Matza itself is the bread of affliction, the bread of fleeing slaves who had no time for their dough to rise. That is why the Seder begins with, "This bread of affliction," immediately followed by the invitation, "All who are hungry, come and eat, all who are needy, come and celebrate Pesach with us." This is Jewish nature, to be compassionate. When they are sitting around the holiday table, they think about the poor, only about the poor. Thus the needy assemble in masses. All the hungry push and shove until there is not even a place for Elijah the prophet - or the abducted soldiers.

In the spring atmosphere of the Song of Songs, when, "The voice of the turtledove is heard in our land," we suddenly hear other verses through the open window, "Oh, Lord our God, please do not make us dependent upon the gifts of mortal men nor upon their loans, that we may never be shamed or disgraced..."

What happened here? Who is putting a damper on the joy? Is this the thanks offered by the needy to the generous? If they are not desirous of gifts and loans, and if they do not want to be embarrassed, let them not do us any favors, let them not beg for another bottle of wine and another bottle of oil before the next holiday. There is nothing more loathsome to the 19 families than an arrogant, ungrateful pauper. We did not deal kindly with you in sanctifying the holiday, just to hear your subversive ceremonies, that taste of bitter herbs, that spread like covert criticism against our colleagues in the government.

Ten days ago it was already clear that Pesach 2008 would be different, sad, after the court permitted the sale of chametz (leaven) during the holiday. People were angered, the heavens roared, and Shas head Eli Yishai declared the end of the Jewish state.

> EXERCISE INSTRUCTIONS
Using the Pesach passage, explain why matza is called the bread of affliction, in one to three sentences.

> INPUT DATA
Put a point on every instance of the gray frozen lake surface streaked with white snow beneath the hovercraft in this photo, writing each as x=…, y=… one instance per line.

* * *

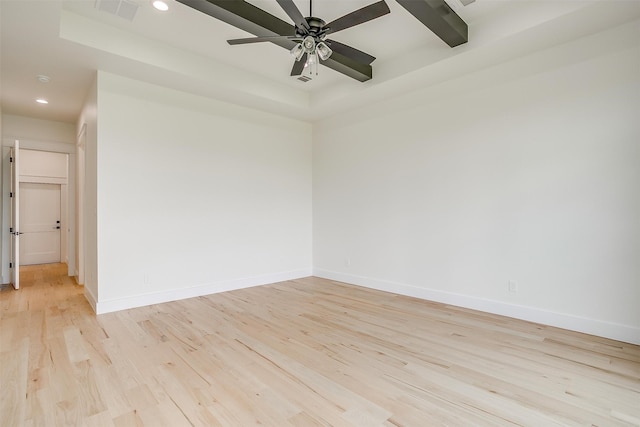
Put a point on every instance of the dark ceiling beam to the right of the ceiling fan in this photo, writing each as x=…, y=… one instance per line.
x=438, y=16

--

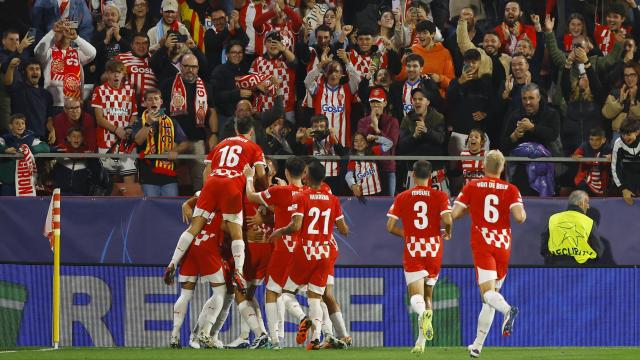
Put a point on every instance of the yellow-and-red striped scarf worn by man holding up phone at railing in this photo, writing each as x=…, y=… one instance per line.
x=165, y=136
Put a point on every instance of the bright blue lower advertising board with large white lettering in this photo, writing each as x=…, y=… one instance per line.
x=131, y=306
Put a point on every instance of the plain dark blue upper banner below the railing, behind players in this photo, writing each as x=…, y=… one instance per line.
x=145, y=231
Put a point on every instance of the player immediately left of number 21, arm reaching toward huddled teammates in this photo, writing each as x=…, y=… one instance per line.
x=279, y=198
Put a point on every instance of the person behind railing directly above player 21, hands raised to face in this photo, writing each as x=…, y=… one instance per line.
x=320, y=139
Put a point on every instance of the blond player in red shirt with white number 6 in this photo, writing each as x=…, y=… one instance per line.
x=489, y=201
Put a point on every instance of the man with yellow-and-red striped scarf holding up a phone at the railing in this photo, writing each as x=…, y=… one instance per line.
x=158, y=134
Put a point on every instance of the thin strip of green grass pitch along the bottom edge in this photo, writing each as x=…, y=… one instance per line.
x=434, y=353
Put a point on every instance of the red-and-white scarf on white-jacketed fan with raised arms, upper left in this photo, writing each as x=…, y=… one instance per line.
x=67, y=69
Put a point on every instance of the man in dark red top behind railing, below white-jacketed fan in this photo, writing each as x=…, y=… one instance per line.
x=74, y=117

> RESPONSE TO THE TASK
Matza is the bread of fleeing slaves, who had no time to let their dough rise. That is why it is called the bread of affliction, and why the Seder opens with the words "This bread of affliction."